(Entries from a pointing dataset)

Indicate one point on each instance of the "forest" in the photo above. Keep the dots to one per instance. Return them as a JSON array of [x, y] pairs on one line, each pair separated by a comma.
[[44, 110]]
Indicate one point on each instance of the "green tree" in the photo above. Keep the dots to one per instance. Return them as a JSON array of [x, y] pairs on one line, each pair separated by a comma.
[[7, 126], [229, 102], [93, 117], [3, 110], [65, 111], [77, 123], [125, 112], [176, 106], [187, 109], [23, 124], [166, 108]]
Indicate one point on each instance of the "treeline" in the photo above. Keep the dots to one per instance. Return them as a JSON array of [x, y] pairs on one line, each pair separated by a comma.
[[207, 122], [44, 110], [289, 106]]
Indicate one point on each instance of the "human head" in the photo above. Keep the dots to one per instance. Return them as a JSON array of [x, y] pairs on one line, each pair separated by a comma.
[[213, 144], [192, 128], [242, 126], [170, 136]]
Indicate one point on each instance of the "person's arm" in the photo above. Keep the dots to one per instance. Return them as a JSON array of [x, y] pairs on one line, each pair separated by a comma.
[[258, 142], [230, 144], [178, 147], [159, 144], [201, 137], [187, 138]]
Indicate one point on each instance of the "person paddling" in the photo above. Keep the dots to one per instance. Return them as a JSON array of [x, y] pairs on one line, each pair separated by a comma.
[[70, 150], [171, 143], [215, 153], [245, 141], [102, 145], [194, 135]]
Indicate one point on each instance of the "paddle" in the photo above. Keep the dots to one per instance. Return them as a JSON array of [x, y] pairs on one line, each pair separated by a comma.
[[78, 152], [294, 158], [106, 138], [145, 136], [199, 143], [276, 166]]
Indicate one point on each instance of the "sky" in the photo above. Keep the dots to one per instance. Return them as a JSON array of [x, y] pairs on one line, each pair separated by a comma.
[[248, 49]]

## Stated exercise
Can you rescale everything from the start of the entries above down to the line containing "143], [276, 166]]", giving every line again with the requests included and each coordinate in the answers multiplied by 1.2? Round each result to a whole number, with halves rounded up.

## Response to this exercise
Indicate one point on each instance of the "forest" in the photo above. Keep the dots to one per instance. Return them as a JSON array of [x, y] pairs on one line, each pair separated by a comma.
[[53, 132]]
Indicate one point on each instance of the "green tree" in the photo above. Keep the dots to one per instance. Return them as a JSON array of [x, y] pairs on one line, each pair separated by a comma.
[[8, 151], [275, 122], [112, 140], [4, 132], [78, 133], [92, 148], [150, 134], [211, 127], [224, 131], [28, 149], [199, 130]]
Indicate one point on each instance of the "treeline" in the photo above. Keep the dots to one per instance. Return them as a JSON array of [x, y] pairs on one line, each pair separated by a comma.
[[248, 146], [53, 132], [347, 127]]
Indicate one point on each instance of the "human head" in the photo above. Keep the dots to one per instance. Return them as a JSON array of [x, y] pairs on one line, each pair separated by a comma.
[[256, 173], [230, 154], [290, 151], [204, 163]]
Indicate one point on each instance of the "person's arm" in the photo above. Keep the dots to one per instance. Return them as a JSON array of [x, y] pairs on one line, each pair separated by a comma.
[[310, 170], [276, 173], [214, 176], [191, 173], [241, 164], [224, 166]]
Indicate one point on each instance of the "person paddling" in the photo above. Keep the dots to one per instance. Return them as a JSON array of [x, y] pairs on one line, each pair separated by a comma.
[[84, 180], [205, 172], [258, 184], [294, 169], [122, 174], [233, 162]]
Indicate one point on each instance of the "paddle" in the photo above. Keep the dots to one per instance. Return them as a JSON array of [x, y] pairs on one line, each pair separated by a comma.
[[94, 182], [353, 190], [127, 166], [174, 163], [239, 172], [331, 199]]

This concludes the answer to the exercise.